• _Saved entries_
┄┄┄┄┄┄┄┄┄┄

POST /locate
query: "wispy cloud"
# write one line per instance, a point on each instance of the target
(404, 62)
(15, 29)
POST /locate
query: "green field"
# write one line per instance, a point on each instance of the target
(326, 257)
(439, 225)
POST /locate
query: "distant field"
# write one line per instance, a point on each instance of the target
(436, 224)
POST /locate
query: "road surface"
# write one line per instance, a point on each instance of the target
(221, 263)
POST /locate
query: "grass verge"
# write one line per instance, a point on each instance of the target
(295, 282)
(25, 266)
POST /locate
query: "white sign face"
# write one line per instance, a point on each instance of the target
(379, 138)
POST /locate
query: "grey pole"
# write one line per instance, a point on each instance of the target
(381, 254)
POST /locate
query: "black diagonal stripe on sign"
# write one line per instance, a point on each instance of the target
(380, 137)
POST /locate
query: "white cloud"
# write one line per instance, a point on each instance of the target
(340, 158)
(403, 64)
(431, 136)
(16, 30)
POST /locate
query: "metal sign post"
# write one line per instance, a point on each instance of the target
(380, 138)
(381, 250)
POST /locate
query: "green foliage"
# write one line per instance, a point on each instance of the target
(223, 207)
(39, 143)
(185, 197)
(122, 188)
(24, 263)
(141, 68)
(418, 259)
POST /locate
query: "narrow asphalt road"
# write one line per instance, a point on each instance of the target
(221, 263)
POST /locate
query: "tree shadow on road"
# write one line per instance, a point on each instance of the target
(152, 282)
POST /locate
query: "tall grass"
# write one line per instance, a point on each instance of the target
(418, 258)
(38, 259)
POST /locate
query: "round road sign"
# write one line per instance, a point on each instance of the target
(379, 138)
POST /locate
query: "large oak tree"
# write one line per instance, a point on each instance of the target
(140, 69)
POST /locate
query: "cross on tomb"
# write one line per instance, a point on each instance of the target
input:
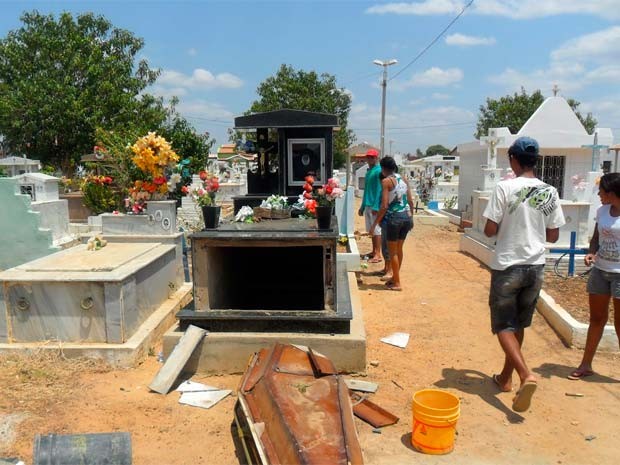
(596, 152)
(492, 141)
(571, 252)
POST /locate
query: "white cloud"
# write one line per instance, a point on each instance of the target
(468, 41)
(600, 46)
(583, 61)
(514, 9)
(427, 7)
(167, 92)
(435, 77)
(606, 111)
(200, 79)
(199, 109)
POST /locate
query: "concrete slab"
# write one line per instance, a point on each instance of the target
(571, 331)
(221, 353)
(125, 355)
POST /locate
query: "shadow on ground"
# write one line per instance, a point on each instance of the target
(548, 370)
(477, 383)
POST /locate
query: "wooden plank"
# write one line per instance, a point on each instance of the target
(167, 375)
(360, 385)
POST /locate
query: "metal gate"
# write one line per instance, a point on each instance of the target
(550, 169)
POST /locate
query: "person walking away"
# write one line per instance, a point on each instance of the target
(523, 213)
(604, 280)
(370, 204)
(395, 201)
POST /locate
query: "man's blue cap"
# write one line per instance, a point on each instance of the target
(524, 146)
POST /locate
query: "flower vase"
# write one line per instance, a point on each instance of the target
(324, 217)
(211, 216)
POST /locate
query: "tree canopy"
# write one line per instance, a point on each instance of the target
(301, 90)
(512, 111)
(62, 78)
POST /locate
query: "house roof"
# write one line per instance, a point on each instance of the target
(39, 176)
(11, 161)
(554, 115)
(286, 118)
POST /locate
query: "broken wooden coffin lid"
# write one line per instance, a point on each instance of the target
(296, 409)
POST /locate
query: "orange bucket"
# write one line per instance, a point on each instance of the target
(435, 414)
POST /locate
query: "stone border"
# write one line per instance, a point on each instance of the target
(229, 352)
(125, 355)
(572, 332)
(431, 218)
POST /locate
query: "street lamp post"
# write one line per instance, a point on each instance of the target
(385, 64)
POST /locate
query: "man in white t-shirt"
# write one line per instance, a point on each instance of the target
(524, 213)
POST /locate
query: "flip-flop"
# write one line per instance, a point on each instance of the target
(579, 374)
(495, 378)
(523, 399)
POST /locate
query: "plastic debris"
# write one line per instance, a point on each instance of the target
(397, 339)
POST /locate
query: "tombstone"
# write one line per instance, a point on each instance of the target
(303, 146)
(14, 166)
(43, 192)
(23, 238)
(281, 274)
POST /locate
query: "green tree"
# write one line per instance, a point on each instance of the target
(185, 141)
(62, 78)
(301, 90)
(437, 149)
(512, 111)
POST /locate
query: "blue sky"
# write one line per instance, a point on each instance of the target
(213, 55)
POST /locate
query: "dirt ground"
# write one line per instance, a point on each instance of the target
(443, 307)
(572, 295)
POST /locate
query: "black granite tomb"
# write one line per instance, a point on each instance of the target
(290, 145)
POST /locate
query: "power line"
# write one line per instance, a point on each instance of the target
(200, 118)
(419, 55)
(465, 123)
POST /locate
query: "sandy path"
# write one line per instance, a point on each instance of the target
(444, 307)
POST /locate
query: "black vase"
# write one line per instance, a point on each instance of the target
(211, 215)
(324, 217)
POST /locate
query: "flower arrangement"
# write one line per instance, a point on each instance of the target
(314, 197)
(327, 195)
(245, 215)
(579, 182)
(99, 196)
(154, 157)
(205, 195)
(275, 202)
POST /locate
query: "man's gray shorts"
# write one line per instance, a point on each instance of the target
(604, 283)
(513, 296)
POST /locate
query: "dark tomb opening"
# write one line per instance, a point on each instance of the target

┄┄┄┄┄┄┄┄┄┄

• _Goal of the exercise_
Please filter the entries above down to the lines holding "sign" and copy them.

• _Solution for this exercise_
query: "white sign face"
query: "black diagonal stripe on sign"
query: "metal sign post"
query: "round road sign"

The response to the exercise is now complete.